_TEXT_
6. Il fait mauvais. — The weather is bad.

7. Il fait moche. — The weather is bad (Literally: It makes ugly).

8. Il fait du vent. — It’s windy. Note: This can also be said as il y a du vent, and usage depends on region and age. Ask your French-speaking friends how they say it’s windy!

9. Il fait beaucoup de vent. — It’s very windy (Literally: It makes a lot of wind).

10. Il fait (du) soleil. — It’s sunny.

11. Il y a du brouillard. — It’s foggy. (Literally: There is fog). There’s always one that doesn’t follow the pattern…

C’est… — “This is” just how it is

You can also start your basic weather sentences with c’est (lit., this/that is), followed by an adjective:

12. C’est nuageux. — It’s cloudy.

13. C’est gelé. — It’s icy.

14. C’est glacé. — It’s icy cold.

15. C’est orageux. — It’s stormy.

16. C’est humide. — It’s humid.

Il + [verb] — It’s doing something

The verbs pleuvoir (to rain) and neiger (to snow) are used in the third-person singular:

17. Il pleut. — It’s raining.

18. Il neige. — It’s snowing.

Intermediate French vocab for extreme and other weather

The following are not quite everyday terms, but good to know for your more vexing meteorological situations:

19. foudre — (f.) lightning

L’arbre a été touché par la foudre. (The tree was struck by lightning.)

La maison a été frappée par la foudre. (The house was hit by lightning.)

20. tonnerre — (m.) This means thunder, and a “thunder clap” is un coup de tonnerre. The verbs for “to thunder” are tonner and gronder. Tonner can be used with people too, as in: Le politicien tonne contre l’indépendence (The politician thunders/protests against independence).

21. tornade — (f.) tornado. The tornado looms big in French imaginations; as a Midwestern guy in France, I was quite often asked about this.

_INFORMATION SUPPLIED_

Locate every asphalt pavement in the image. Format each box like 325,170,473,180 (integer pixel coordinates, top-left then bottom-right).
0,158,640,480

_PARTS OF THE EXERCISE_
A. List every French weather sentence in the French weather vocabulary text that begins with "C'est."
B. Reproduce the passage of the French weather vocabulary text starting at "The following are" and ending at "thunders/protests against independence).".

_TASK-BY-TASK ANSWERS_
A.
- C'est nuageux.
- C'est gelé.
- C'est glacé.
- C'est orageux.
- C'est humide.

B.
The following are not quite everyday terms, but good to know for your more vexing meteorological situations:

19. foudre — (f.) lightning

L’arbre a été touché par la foudre. (The tree was struck by lightning.)

La maison a été frappée par la foudre. (The house was hit by lightning.)

20. tonnerre — (m.) This means thunder, and a “thunder clap” is un coup de tonnerre. The verbs for “to thunder” are tonner and gronder. Tonner can be used with people too, as in: Le politicien tonne contre l’indépendence (The politician thunders/protests against independence).